▸ **Work to complete**
Arrange the lines as a Markdown table with the columns "No." and "Line", numbering each row and leaving out blank lines, starting at the line that contains "trace muddy ground" and ending at the last line.

▸ **Data entries**
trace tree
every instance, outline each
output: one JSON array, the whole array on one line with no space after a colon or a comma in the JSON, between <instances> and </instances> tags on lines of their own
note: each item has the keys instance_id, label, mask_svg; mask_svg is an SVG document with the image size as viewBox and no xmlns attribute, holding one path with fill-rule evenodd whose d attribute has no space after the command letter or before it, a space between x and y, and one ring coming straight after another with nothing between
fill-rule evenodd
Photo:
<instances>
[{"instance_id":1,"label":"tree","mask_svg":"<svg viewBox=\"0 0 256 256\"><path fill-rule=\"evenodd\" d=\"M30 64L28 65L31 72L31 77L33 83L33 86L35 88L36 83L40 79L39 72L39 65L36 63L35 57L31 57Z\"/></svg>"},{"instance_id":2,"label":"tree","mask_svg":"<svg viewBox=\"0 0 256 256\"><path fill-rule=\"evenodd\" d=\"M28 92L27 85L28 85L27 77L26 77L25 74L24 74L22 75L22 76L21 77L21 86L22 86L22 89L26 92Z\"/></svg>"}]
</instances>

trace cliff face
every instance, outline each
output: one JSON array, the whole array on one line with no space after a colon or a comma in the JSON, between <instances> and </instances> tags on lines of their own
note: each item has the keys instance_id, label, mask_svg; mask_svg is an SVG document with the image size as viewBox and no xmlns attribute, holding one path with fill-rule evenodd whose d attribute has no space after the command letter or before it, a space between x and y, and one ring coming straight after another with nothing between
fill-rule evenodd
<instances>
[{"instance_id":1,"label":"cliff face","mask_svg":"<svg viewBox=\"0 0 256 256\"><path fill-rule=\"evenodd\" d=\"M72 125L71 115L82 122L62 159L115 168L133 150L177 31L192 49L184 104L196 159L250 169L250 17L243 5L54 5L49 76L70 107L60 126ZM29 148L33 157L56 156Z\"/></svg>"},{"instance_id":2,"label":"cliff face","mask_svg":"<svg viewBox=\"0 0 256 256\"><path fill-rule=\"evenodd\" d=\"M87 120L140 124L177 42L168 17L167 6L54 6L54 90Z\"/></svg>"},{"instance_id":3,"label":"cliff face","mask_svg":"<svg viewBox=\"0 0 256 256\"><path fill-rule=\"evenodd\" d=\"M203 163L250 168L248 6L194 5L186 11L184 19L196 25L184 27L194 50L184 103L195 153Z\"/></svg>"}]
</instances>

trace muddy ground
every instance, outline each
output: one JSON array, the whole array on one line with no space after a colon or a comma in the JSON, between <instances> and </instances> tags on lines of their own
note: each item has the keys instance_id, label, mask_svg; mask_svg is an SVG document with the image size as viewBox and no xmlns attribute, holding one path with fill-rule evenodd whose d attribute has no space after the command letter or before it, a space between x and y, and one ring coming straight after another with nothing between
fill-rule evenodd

▸ **Written response**
| No. | Line |
|---|---|
| 1 | trace muddy ground |
| 2 | every instance, outline each |
| 3 | output: one JSON array, the whole array on one line with no space after a colon or a comma in the JSON, between <instances> and </instances> tags on lines of their own |
| 4 | note: each item has the keys instance_id, label, mask_svg; mask_svg is an SVG document with the image size as viewBox and no xmlns attribute, holding one path with fill-rule evenodd whose d attribute has no space after the command letter or before it, a space between x and y, and one ring coming straight after another with nothing between |
| 5 | fill-rule evenodd |